- Exercise
Take the line that contains "Put a dot on every instance of the soccer ball, giving" as the first line and the last line of the material below as the final one; reproduce exactly the lines between, inclusive.

- Exercise input

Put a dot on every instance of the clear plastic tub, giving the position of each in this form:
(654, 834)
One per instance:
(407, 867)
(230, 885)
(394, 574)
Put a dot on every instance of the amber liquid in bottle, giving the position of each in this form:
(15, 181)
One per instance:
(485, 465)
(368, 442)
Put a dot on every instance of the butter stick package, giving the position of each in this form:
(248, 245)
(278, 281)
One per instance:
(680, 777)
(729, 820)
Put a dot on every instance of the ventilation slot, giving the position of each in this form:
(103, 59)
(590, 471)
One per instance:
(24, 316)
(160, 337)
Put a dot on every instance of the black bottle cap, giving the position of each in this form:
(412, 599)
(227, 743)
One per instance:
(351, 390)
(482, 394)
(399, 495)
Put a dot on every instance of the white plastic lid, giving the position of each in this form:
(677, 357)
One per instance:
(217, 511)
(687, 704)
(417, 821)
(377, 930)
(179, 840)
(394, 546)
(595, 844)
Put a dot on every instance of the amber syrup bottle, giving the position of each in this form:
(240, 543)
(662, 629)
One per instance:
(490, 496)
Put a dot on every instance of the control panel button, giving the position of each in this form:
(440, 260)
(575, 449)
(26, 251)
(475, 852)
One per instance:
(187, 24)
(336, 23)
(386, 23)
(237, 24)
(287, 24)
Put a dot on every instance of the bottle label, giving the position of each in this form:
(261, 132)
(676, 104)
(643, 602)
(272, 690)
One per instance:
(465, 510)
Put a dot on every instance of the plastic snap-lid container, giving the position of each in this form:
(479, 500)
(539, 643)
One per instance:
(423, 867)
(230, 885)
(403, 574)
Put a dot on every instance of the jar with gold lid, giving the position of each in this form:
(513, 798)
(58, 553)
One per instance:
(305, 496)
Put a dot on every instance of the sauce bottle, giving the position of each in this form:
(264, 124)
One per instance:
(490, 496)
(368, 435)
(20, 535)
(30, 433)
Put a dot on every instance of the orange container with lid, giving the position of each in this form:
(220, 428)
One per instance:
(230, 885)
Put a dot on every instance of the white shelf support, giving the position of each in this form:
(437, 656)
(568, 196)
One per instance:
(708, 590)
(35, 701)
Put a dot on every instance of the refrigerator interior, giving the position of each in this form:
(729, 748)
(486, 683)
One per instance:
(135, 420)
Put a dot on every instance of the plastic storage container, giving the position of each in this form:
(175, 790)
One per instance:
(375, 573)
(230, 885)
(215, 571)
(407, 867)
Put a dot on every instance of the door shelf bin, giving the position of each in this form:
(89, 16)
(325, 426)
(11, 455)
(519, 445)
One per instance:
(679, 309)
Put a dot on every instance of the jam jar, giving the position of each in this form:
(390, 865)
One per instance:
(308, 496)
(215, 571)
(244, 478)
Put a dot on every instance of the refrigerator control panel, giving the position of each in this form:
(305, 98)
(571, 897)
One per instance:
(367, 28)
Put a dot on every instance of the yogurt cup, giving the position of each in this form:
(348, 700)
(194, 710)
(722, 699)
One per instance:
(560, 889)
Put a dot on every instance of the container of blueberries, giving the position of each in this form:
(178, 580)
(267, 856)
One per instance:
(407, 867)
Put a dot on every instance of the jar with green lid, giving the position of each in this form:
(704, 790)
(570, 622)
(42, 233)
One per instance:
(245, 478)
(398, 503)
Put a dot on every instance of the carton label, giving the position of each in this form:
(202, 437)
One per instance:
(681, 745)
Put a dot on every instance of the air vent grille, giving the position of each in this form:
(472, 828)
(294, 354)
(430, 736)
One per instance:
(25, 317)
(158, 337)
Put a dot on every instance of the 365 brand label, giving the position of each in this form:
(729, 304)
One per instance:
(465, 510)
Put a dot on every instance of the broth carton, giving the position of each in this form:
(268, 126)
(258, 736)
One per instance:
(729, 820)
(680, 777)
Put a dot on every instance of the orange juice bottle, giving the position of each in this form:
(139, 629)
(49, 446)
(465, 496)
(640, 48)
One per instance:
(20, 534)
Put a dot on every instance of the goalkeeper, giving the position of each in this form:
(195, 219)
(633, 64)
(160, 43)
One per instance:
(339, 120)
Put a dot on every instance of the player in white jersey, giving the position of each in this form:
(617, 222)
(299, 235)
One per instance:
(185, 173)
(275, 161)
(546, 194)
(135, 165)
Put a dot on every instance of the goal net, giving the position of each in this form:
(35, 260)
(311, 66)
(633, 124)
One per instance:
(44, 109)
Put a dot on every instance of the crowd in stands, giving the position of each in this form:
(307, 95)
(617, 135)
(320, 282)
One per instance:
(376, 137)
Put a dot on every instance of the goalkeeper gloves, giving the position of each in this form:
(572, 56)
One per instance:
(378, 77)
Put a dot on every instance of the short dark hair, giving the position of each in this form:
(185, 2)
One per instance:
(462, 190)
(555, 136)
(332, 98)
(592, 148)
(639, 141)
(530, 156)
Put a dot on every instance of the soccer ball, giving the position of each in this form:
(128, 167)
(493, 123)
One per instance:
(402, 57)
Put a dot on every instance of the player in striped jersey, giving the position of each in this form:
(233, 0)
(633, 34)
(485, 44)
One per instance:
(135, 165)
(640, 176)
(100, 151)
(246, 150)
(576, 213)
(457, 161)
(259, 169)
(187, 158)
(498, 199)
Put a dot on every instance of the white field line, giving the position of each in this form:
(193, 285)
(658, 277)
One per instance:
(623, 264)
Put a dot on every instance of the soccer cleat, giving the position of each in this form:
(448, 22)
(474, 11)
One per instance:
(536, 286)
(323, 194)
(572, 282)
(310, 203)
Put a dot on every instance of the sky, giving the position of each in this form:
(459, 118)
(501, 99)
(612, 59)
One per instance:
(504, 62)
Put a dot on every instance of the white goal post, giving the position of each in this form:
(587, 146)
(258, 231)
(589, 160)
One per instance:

- Solution
Put a dot on every instance of the soccer ball, giving the position of each in this form:
(128, 167)
(493, 123)
One per instance:
(402, 57)
Put a dot on every instance of the player in striped jersey, giving the position of each in this form:
(233, 0)
(633, 34)
(485, 44)
One per instance:
(135, 165)
(640, 176)
(100, 151)
(246, 150)
(576, 213)
(457, 161)
(259, 169)
(187, 158)
(498, 199)
Put a dot on every instance of the white field line, giving the position of each in this form:
(193, 285)
(658, 277)
One per instance:
(623, 264)
Put a dot on every instance of the soccer cleat, giving the position of each in this form:
(448, 22)
(474, 11)
One per instance:
(536, 286)
(323, 194)
(572, 282)
(310, 203)
Put a dot on every instance of the sky, giving the position of each in this form:
(459, 118)
(501, 99)
(612, 59)
One per instance:
(504, 62)
Put a dot on every instance of the white goal post, giving the position of each in this form:
(587, 146)
(258, 231)
(589, 160)
One per instance:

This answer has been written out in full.